JEDDAH: Saudi Arabia is set to enter a new transformation phase after the announcement of Vision 2030 by Deputy Crown Prince Mohammed bin Salman today.

Saudi Vision 2030 aims to diversify the sources of revenue of the Kingdom’s national economy and initiate post-oil era preparations.
The National Transformation Plan (NTP) includes establishing the largest sovereign wealth fund in the world worth $2 trillion after the initial public offering of 5 percent of the stocks of Saudi Aramco, the world's largest oil company.
The UK’s Economist said the new transformation is highly anticipated by the Saudis who want their country to be immune to the fallout of drop in oil prices.
The magazine described the vision of Prince Mohammed bin Salman for reforming the economy as very pragmatic that is expected to involve carefully thought-out programs of privatization of the health, education sectors and other government facilities. This, the magazine believed, will require the private sector to assume greater responsibilities and provide better services to citizens and investors. 
James Reeve, deputy chief economist and assistant general manager, Samba Financial Group, told Arab News: “Expectations are high, and I think analysts will be looking for specific details about how the government is going to increase the share of the private sector in the economy. Not just through sale of state assets — though of course that will be important — but how the private sector can get more involved in the provision of services such as health, education and power distribution.”
He said doing away with red tape will also be important. There needs to be greater centralization of authority on matters of foreign investment — an agency that can truly attract foreign investors and make sure they are able to act on a level-playing field.

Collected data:

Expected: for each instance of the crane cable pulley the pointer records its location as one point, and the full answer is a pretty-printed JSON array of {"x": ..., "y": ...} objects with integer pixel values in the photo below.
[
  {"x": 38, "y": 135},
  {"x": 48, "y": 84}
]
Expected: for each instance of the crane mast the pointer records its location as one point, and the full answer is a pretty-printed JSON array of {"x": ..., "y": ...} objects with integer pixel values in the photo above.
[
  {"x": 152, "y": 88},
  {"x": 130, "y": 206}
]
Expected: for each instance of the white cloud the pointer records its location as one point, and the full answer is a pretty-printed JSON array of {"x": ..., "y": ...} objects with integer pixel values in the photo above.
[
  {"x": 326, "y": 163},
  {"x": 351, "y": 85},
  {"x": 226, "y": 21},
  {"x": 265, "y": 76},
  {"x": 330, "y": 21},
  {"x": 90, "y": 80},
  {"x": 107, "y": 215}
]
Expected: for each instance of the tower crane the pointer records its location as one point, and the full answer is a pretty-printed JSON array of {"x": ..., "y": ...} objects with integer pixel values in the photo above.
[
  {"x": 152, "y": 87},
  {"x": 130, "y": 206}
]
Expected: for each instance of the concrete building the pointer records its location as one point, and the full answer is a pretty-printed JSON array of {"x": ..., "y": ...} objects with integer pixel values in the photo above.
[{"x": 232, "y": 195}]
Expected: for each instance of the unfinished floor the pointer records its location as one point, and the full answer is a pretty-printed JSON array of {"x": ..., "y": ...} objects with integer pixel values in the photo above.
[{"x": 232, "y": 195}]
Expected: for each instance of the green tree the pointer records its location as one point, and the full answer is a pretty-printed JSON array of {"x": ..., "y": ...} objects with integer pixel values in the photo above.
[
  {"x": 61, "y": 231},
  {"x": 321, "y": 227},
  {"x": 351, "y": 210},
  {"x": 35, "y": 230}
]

TASK TO COMPLETE: Continue the article on Saudi Vision 2030 from where it stops.

WRITTEN RESPONSE:
Al-Eqtisadiah quoted Alfred Valder, former professor of international economics at the University of Oxford and consultant at the World Bank, as saying Prince Mohammed bin Salman’s plan is aimed at accelerating the transformation of the Kingdom to the free market, increasing the contribution of the industrial sector and services in the gross domestic production (GDP), cutting government spending and integrating Saudi women in the labor market.
"It represents a map for the future development of the Kingdom with priority given to Saudi citizens by raising the standards of living for each and every individual. However, it goes much beyond that; it completely understands the nature and aspirations of the growing Saudi youths with more than 70 percent of the population less than 30 years of age," he added.
Louise Marsh, deputy chairman of board of directors for the International Group for Investments, said: "According to estimates of the economic advisers at McKinsey Global Institute who supports the Saudi plan, the Kingdom will be able to double its GDP by 2030 and increase family income by 60 percent. It will also provide 6 million jobs which is very crucial to a community where the younger age groups are growing fast."
The oil price boom from 2003 to 2013 fueled rising prosperity in Saudi Arabia, which became the world’s 19th largest economy. GDP doubled, household income rose by 75 percent and 1.7 million jobs were created, including jobs for a growing number of Saudi women. The government invested heavily in education, health and infrastructure and built up reserves amounting to almost 100 percent of GDP in 2014.
Marsh said the Saudi leadership seeks to reduce its dependence on oil and is now engaged in a race against time to get ready for the new phase.
However, McKinsey Global Institute said a productivity-led economic transformation could enable Saudi Arabia to double its GDP again and create as many as six million new jobs by 2030 (exhibit).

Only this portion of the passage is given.